The international political scene at this time is not dominated by a great power, nor should it be. Seeing how great powers manifest themselves in terms of political influence, it is basically impossible for a state to exercise the political dominance over the enormous amount of different political forces that are present in the countries around the world. Indeed, most states have engaged in democratic political processes; however, there are important actors on the international scene, such as China, Russia, Iran who refuse to accept the Western style of politics and therefore its influence.

From a military perspective, the existence of a major power cannot be considered to be viable for various reasons. First, terrorist groups have become worthy actors of the international relations, as institutional theorists point out, and they are not controllable factions. Still they do represent important military players because they often have access to finances and technology which make them important adversaries for any great power. Secondly, should a comparison be made at the level of national states, the existence of the Iranian nuclear threat, the North Korean nuclear file, as well as India and Pakistan's nuclear perspectives creates a rather important disequilibrium unfavorable to the Western world. Therefore, the desire to top these countries would only encourage them to move forward and acquire even more military capabilities, establishing a vicious relation, similar to the Cold War security dilemma.

By comparison to the previous elements, which define the status of great power, the political and military influence, the economic dominance in this globalized world is the hardest to attain. In this area, current reality shows that indeed, nation states have a minor role in establishing the trends of the world economy. Despite the fact that they can manifest their influence in international organizations such as the WTO, they no longer have the decisive word in transnational mergers and acquisitions, in setting currency values or stock sells. Multinational corporations can be seen therefore as becoming major powers in this area. Indeed, the confrontations are on the financial markets, still their aim is the acquisition and maintain of influence and power.

### Given exercise
Please copy the passage on great powers word for word, beginning at the words "The international political" and stopping after "therefore its influence.".

Point annotations on photos:
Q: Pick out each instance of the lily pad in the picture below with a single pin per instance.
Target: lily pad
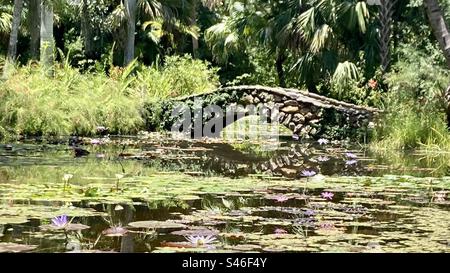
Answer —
(156, 225)
(15, 248)
(68, 227)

### Written answer
The international political scene at this time is not dominated by a great power, nor should it be. Seeing how great powers manifest themselves in terms of political influence, it is basically impossible for a state to exercise the political dominance over the enormous amount of different political forces that are present in the countries around the world. Indeed, most states have engaged in democratic political processes; however, there are important actors on the international scene, such as China, Russia, Iran who refuse to accept the Western style of politics and therefore its influence.